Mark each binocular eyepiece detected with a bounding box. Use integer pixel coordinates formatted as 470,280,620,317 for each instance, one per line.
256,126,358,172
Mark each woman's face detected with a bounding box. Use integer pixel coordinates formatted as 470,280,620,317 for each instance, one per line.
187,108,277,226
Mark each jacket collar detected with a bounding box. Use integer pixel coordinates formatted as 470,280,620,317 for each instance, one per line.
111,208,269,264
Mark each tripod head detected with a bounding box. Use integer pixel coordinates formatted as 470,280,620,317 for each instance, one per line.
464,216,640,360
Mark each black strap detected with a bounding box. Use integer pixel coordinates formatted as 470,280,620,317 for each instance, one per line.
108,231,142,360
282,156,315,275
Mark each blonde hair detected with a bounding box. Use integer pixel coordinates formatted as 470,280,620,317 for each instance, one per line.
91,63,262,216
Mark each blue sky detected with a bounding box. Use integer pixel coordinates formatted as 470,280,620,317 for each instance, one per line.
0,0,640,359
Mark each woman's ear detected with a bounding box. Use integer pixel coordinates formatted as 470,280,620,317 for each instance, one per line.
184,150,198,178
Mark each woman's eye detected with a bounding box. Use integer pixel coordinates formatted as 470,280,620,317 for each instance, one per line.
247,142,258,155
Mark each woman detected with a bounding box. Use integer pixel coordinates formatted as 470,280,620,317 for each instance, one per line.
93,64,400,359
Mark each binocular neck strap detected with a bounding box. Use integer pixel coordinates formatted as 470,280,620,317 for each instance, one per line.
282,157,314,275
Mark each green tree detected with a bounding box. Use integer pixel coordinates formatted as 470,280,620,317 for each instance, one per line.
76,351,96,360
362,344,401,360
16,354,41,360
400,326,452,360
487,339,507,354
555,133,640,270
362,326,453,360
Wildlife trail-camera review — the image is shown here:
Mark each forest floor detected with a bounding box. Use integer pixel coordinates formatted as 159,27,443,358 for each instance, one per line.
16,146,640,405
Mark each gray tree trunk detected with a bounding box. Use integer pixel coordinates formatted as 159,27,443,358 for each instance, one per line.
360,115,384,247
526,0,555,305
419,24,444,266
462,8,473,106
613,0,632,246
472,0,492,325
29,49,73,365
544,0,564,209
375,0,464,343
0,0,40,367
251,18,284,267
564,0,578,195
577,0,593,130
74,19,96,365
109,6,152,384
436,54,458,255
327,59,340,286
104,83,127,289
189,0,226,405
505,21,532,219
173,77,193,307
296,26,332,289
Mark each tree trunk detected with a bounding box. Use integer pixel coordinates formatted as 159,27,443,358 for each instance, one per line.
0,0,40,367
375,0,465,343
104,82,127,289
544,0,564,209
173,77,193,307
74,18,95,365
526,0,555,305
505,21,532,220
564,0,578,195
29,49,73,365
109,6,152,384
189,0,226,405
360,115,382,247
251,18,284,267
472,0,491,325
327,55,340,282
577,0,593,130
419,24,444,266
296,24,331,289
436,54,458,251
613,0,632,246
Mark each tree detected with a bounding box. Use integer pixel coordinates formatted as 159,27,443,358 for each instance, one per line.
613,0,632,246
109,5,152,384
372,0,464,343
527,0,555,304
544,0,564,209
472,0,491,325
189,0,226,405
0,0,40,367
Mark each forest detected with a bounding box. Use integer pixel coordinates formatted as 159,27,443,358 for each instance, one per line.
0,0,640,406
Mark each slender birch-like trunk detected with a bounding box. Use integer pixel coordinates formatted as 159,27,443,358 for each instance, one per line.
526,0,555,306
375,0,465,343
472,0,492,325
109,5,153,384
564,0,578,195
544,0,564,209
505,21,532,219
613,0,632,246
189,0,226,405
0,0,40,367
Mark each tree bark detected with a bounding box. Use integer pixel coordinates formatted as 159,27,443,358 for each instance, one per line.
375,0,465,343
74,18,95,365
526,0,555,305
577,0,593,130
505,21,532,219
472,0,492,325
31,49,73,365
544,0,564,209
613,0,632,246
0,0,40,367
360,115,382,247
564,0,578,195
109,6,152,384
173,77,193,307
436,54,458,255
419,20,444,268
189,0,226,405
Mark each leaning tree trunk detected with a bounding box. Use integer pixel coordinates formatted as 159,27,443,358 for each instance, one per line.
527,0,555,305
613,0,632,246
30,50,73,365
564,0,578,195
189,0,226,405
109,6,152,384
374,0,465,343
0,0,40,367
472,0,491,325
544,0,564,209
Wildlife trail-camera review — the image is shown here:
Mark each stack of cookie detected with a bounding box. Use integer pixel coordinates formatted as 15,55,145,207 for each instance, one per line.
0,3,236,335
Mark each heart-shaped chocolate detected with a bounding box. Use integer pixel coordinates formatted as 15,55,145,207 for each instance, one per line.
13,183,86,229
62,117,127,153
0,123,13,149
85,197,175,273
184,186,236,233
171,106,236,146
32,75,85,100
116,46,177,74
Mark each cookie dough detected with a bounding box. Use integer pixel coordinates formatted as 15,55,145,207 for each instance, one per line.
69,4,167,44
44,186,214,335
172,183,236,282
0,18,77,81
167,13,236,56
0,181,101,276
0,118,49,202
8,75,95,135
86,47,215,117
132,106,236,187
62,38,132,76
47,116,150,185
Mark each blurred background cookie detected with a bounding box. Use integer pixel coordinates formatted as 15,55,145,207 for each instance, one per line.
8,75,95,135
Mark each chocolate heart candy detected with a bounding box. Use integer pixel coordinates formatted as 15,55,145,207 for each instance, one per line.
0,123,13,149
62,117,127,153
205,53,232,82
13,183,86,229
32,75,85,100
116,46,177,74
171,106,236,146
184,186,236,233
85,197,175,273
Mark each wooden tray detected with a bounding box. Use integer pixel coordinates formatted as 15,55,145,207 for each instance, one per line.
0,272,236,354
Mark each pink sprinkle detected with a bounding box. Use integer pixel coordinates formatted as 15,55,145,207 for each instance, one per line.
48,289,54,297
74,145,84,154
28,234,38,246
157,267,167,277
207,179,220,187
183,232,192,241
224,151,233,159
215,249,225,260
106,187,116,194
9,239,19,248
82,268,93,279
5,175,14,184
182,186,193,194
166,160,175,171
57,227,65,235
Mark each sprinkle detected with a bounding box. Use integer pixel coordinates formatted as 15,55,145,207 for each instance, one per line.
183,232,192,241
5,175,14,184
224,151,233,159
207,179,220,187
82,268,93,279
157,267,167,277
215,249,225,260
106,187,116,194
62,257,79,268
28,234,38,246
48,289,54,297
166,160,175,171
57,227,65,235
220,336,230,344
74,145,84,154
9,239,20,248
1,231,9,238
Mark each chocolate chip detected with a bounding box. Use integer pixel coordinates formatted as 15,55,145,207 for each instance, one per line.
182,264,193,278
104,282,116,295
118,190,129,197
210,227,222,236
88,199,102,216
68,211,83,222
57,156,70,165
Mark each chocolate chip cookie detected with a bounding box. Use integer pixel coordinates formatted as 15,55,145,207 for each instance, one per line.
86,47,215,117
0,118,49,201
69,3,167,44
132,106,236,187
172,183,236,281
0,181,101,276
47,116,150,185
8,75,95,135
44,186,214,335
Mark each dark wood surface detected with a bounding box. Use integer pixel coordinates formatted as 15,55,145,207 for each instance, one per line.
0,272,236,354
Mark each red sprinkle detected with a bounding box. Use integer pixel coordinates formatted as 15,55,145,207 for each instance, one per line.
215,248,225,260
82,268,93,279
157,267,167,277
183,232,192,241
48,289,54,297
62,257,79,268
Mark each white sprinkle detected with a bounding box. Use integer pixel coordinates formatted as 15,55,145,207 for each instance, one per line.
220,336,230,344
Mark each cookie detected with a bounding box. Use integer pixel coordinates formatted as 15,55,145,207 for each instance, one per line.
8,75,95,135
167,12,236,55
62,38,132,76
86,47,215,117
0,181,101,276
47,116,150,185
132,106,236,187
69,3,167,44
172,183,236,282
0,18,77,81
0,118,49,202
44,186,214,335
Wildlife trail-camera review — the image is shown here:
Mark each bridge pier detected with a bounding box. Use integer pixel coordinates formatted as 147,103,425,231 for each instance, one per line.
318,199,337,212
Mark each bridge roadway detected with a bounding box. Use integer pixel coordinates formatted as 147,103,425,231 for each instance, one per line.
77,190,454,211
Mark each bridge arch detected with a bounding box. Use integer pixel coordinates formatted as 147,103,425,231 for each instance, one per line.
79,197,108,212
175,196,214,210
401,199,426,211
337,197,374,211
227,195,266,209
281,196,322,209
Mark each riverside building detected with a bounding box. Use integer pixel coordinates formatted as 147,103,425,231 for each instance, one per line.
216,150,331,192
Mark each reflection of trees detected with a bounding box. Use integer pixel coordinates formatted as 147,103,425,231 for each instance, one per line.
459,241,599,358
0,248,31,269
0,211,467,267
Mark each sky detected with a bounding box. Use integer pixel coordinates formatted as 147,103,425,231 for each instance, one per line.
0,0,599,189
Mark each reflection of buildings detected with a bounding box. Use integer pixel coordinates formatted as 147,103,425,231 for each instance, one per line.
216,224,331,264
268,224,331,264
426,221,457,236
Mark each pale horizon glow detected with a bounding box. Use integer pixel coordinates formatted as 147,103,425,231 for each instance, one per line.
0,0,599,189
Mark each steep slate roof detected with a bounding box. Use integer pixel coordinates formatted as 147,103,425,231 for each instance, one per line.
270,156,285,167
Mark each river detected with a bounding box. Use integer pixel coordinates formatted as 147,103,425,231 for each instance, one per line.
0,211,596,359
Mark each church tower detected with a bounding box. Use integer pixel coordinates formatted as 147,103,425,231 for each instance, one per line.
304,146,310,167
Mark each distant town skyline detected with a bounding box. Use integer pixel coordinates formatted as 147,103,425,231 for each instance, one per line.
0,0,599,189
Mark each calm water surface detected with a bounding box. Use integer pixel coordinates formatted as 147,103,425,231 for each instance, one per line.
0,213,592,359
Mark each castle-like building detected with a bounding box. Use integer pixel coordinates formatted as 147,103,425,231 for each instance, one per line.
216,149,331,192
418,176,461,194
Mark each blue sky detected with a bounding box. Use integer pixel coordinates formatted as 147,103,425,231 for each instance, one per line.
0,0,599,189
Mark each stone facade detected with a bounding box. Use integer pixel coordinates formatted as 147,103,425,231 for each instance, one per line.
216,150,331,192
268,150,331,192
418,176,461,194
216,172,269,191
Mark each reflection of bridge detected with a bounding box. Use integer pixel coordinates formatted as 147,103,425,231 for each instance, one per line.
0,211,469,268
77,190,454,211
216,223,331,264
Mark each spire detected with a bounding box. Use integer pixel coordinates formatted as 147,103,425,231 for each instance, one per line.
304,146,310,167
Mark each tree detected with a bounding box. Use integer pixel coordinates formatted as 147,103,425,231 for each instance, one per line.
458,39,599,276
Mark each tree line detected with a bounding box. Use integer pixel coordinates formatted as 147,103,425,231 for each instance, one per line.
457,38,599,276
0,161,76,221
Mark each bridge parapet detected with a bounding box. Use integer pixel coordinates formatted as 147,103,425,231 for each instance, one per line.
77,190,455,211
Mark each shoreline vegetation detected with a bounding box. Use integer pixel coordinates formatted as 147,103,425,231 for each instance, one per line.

_Task details:_
Copy, word for word, the part of the records above that opens with their very first line and closes with the line containing "111,208,269,264", including both of those lines.

_Task response:_
Mark each binocular eyepiece detected with a bounding box. Use integer pixel coordinates formatted as 470,280,620,317 for each instance, one per line.
256,126,358,172
Mark each woman's face detected with a bounding box. Use integer pixel coordinates formatted as 470,280,620,317 for each instance, one per line.
187,108,277,226
Mark each jacket collar detected with a bounding box. Use integer pixel coordinates formatted as 470,280,620,317 for each instance, one per line.
111,208,269,264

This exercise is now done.